┌─ Data for this exercise

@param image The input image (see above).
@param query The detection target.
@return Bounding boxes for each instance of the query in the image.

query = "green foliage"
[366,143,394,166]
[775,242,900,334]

└─

| Exercise aim |
Change every "query" to "label" throughout the rows above and write them out again, leaving everything else unchanged.

| Complete response |
@param image The input image (see above).
@param label The detection target.
@return Bounding boxes for each instance of the label in the image.

label = "green foliage"
[366,143,394,166]
[775,242,900,334]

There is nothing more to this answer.